** Start of Input **
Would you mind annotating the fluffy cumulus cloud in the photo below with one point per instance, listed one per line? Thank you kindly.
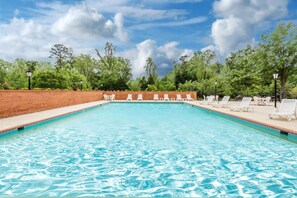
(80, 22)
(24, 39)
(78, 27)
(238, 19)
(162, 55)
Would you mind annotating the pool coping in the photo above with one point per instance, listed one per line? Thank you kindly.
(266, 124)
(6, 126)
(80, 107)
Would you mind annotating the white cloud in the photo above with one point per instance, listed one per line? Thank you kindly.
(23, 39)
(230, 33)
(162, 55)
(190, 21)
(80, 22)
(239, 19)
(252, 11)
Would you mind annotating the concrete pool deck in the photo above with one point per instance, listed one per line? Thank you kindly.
** End of Input **
** Start of Input **
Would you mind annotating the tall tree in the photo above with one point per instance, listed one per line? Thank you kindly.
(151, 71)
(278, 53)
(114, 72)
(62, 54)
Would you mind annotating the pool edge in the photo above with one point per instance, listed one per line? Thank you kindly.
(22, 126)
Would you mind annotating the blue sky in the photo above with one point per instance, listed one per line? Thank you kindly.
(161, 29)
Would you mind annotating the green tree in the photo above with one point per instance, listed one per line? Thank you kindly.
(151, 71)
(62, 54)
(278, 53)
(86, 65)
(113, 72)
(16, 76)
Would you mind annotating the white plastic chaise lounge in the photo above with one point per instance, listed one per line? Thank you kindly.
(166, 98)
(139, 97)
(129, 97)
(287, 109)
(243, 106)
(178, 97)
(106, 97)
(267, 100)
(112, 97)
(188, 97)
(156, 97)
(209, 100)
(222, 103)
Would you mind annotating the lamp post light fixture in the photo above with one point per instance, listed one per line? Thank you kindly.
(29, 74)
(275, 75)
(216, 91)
** End of Input **
** Start of Input **
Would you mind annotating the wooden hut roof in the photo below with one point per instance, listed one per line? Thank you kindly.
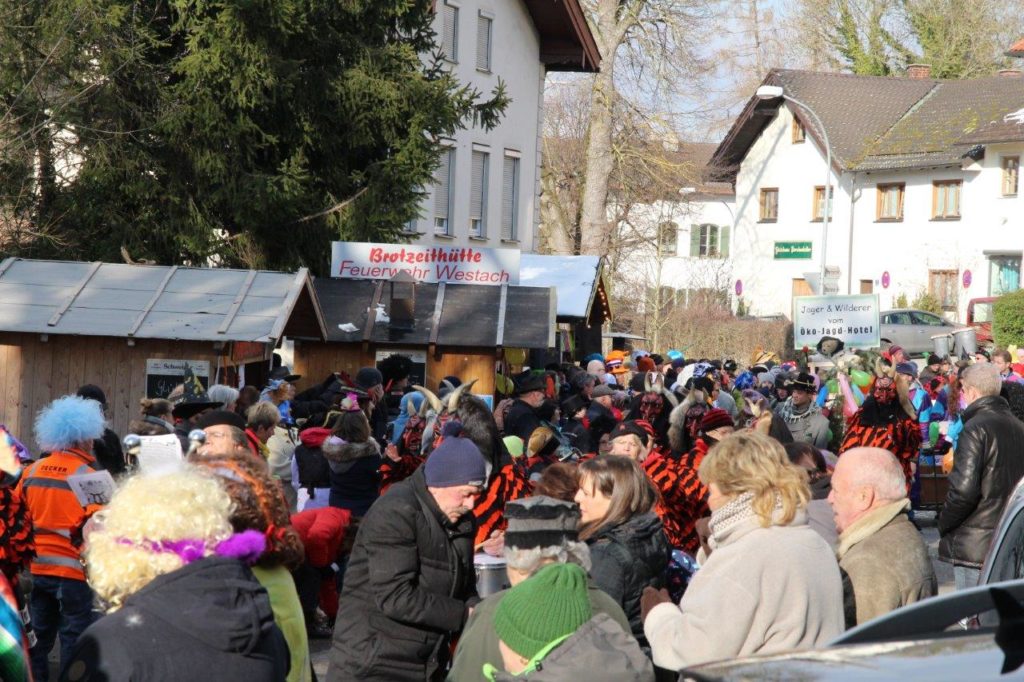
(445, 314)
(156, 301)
** End of Input **
What needs to be done
Return the lines from the entries unchanged, beginning with the line containing "Would you mind annotating the white cloud" and continuing through the line containing "Would you mind annotating the concrete".

Exercise output
Would you mind annotating the white cloud in the photo above with one point per instance, listed one per line? Thank you kindly.
(23, 39)
(230, 33)
(162, 55)
(190, 21)
(80, 22)
(239, 19)
(252, 11)
Would you mind annotating the concrete pool deck in the photo above with one point per instance, listed one per line? Thank you kindly.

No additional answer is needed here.